## Stored data
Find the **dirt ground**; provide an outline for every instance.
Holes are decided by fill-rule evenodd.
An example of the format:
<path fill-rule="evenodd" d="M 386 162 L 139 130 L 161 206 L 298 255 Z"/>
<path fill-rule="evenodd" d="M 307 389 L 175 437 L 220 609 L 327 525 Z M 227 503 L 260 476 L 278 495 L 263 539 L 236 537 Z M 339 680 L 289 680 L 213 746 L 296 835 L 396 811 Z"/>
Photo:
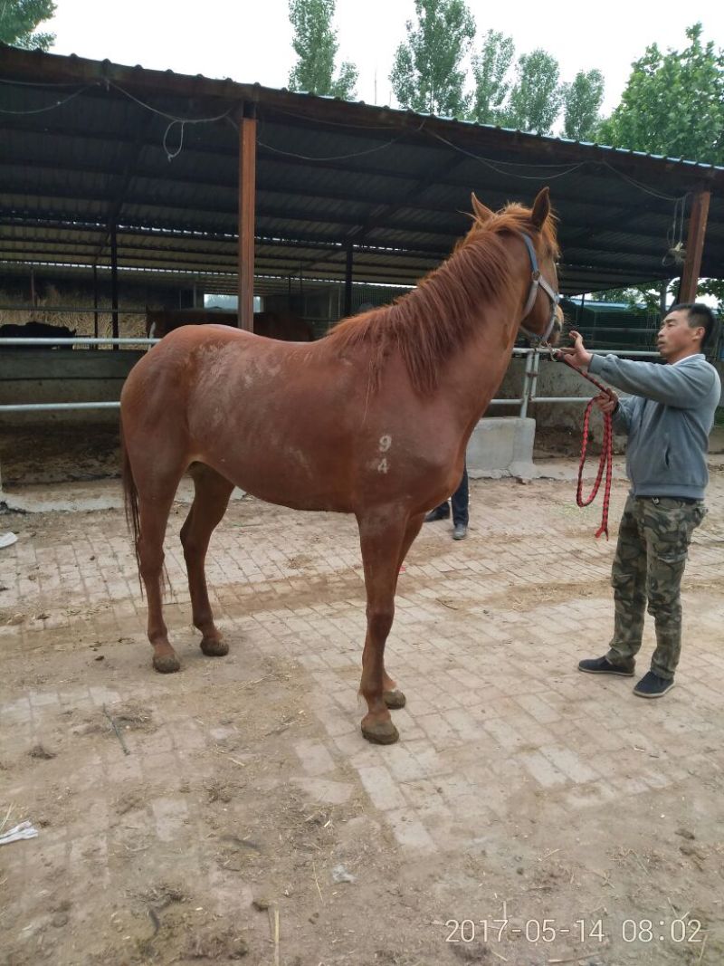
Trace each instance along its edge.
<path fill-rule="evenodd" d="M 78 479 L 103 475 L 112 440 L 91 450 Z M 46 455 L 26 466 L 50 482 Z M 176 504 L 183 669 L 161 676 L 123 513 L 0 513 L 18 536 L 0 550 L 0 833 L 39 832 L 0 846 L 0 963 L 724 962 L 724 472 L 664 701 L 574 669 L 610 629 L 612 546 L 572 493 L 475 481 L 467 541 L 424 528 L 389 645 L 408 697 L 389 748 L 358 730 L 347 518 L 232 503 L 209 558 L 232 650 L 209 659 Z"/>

## Goal of the exercise
Copy out the records above, putting "region" wherever "instance" appears and changing nothing else. Leave the pictures out.

## Problem solution
Find the **dirt ground**; provide an outline for every region.
Holes are decided by fill-rule evenodd.
An example of the format:
<path fill-rule="evenodd" d="M 386 162 L 139 130 L 161 206 L 298 255 Z"/>
<path fill-rule="evenodd" d="M 307 389 L 175 437 L 220 609 L 327 525 Z M 227 503 L 260 476 L 278 495 L 263 539 L 236 537 Z M 339 680 L 289 680 L 213 746 L 296 835 L 396 811 Z"/>
Photo:
Trace each region along its edge.
<path fill-rule="evenodd" d="M 78 479 L 103 475 L 112 440 L 91 450 Z M 46 455 L 26 466 L 50 482 Z M 176 504 L 183 669 L 161 676 L 123 513 L 0 513 L 18 536 L 0 550 L 0 833 L 39 832 L 0 846 L 0 963 L 724 962 L 724 472 L 664 701 L 574 669 L 610 629 L 612 546 L 572 493 L 475 481 L 467 541 L 424 528 L 389 645 L 408 697 L 389 748 L 358 730 L 347 518 L 232 503 L 209 558 L 232 650 L 209 659 Z"/>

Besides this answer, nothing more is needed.